*Directive*. Filter the material below down to the lines that contain the word "saddle", and copy each of those lines. Treat uppercase and lowercase as different.

*Listed entries*.
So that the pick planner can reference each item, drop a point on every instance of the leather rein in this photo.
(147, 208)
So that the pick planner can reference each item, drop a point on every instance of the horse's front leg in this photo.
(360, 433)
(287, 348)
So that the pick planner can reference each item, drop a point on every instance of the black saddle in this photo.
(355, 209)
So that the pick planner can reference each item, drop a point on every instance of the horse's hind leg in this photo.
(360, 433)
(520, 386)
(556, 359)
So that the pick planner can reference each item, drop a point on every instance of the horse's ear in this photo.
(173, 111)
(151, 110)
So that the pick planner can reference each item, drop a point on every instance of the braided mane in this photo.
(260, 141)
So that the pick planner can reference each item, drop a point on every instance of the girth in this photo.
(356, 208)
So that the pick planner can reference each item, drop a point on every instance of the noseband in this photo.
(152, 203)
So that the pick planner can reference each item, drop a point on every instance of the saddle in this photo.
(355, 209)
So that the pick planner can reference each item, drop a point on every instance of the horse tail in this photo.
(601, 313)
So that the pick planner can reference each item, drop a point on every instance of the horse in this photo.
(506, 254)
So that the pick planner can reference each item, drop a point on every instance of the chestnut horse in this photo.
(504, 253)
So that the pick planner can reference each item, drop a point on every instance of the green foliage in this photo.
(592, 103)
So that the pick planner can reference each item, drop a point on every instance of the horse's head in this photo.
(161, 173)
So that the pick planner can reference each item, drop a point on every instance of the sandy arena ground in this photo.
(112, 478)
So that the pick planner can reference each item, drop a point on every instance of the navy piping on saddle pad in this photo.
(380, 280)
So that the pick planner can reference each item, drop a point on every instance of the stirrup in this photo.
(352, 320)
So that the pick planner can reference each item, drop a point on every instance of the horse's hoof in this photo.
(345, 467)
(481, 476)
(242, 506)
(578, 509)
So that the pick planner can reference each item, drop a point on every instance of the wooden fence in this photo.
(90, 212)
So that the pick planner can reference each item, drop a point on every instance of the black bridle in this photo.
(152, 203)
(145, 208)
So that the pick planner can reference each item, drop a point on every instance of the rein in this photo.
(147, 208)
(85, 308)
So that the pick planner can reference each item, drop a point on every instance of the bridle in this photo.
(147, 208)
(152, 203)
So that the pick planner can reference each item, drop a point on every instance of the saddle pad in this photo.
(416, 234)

==

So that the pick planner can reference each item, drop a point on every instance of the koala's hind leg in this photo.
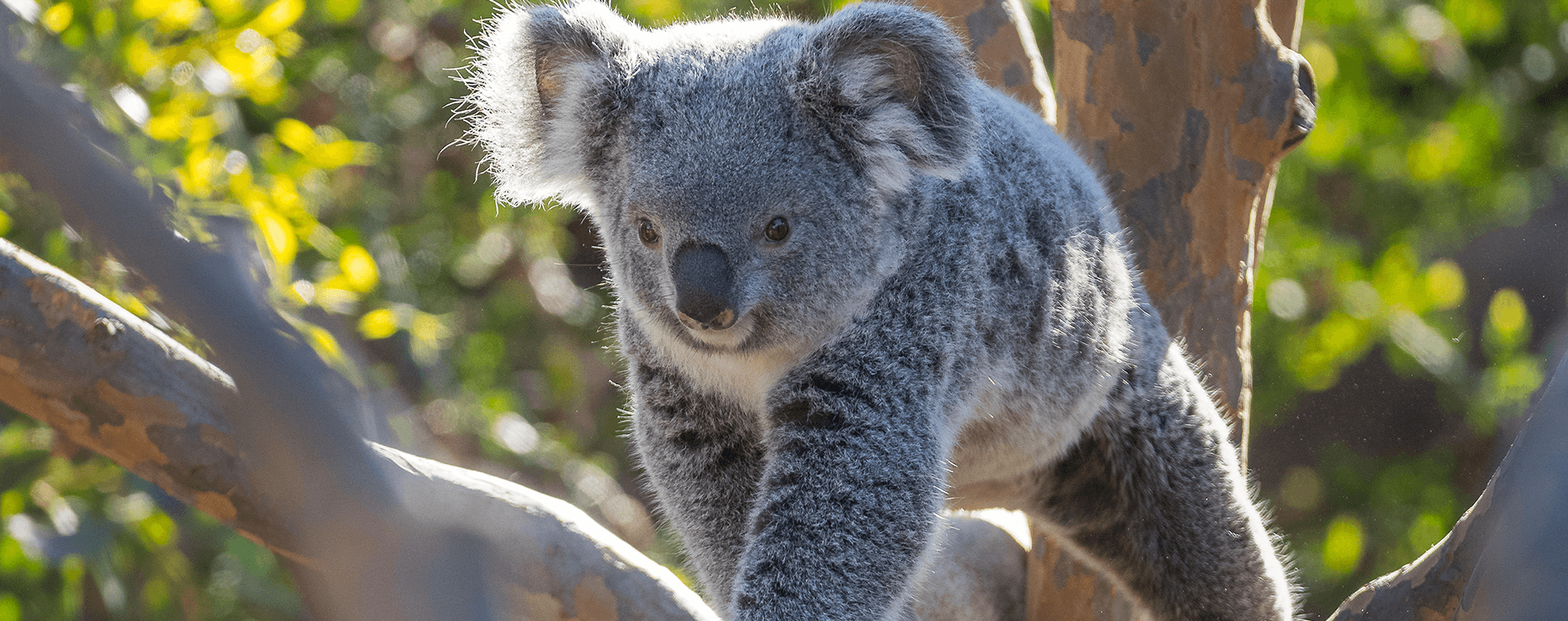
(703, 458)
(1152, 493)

---

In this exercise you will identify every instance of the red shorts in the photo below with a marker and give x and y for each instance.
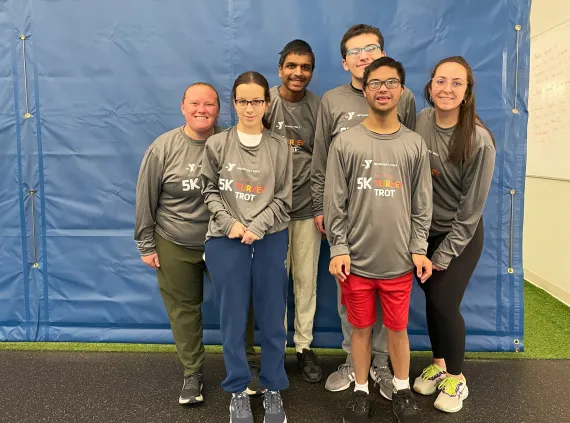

*Written solution*.
So that the pick planner can reference each item, drop a point on every instance of the black saddle in this photo.
So that the pick planner can reference each item, drop a point on every instance of the saddle in this photo.
So that the pick planner can reference each item, drop a point on every instance of the navy piping on saddle pad in this photo.
So that the pick planner can reference each item, drop a point on every instance of the saddle pad in this photo.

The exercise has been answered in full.